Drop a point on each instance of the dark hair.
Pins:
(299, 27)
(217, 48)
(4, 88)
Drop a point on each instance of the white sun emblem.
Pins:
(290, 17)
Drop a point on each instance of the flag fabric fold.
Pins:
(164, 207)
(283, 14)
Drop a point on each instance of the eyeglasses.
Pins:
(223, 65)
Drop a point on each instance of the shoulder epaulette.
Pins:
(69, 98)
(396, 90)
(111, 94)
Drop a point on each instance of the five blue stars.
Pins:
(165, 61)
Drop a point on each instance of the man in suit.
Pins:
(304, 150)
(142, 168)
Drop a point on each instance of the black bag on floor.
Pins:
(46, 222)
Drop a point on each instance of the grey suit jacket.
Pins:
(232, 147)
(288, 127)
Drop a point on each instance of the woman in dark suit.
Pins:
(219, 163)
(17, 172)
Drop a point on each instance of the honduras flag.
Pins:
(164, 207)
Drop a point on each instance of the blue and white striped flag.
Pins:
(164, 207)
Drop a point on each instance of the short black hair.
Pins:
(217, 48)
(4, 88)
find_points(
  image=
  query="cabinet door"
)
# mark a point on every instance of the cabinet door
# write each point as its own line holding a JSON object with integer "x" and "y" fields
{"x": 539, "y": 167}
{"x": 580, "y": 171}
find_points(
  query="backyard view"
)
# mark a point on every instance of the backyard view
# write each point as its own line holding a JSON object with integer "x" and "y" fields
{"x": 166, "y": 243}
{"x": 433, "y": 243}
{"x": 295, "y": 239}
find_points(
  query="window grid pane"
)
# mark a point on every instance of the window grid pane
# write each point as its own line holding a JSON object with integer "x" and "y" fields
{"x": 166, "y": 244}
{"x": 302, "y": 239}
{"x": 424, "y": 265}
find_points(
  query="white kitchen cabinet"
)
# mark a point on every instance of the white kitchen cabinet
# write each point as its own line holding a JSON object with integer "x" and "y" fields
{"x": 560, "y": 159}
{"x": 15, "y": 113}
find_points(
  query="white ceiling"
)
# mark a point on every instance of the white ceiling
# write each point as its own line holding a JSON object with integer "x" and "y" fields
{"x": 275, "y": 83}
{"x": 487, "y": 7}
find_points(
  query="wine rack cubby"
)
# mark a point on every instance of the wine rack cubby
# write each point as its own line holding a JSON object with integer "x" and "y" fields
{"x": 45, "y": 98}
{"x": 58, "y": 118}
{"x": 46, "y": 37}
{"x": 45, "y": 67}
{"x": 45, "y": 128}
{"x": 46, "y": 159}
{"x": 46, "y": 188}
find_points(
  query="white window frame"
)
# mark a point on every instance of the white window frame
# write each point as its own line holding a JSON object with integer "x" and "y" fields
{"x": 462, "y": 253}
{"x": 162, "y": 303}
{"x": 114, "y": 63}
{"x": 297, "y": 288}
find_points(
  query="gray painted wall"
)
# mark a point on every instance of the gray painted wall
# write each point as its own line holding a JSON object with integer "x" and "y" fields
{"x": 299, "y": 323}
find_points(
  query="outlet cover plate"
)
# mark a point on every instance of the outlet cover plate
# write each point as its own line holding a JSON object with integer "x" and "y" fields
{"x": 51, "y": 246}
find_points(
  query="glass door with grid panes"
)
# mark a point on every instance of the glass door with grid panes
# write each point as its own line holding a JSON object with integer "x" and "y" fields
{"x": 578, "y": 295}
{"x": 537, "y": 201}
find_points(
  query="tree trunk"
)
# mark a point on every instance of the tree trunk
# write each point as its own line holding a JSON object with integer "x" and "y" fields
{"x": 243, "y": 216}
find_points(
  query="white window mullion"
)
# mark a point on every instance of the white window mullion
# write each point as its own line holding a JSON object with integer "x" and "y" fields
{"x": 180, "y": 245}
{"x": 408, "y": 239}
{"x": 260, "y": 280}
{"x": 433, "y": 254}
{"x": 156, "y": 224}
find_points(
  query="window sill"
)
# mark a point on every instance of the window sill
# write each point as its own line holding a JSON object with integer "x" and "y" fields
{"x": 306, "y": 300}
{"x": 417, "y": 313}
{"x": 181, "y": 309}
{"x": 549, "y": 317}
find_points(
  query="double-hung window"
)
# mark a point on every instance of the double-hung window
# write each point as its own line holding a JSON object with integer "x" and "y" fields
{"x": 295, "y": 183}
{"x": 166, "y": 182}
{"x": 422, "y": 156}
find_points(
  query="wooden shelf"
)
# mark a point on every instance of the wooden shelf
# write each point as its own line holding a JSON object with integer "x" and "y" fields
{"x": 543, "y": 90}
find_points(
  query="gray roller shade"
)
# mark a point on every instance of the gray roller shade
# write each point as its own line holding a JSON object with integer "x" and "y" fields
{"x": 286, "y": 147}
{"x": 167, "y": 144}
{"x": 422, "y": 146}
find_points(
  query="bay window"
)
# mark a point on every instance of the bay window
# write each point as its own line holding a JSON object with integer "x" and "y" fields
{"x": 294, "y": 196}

--------------------------------------------------

== Goal of the exercise ==
Please copy every line of the records above in which "kitchen" appears.

== Solution below ==
  query="white kitchen cabinet"
# mark a point on every instance of the white kitchen cabinet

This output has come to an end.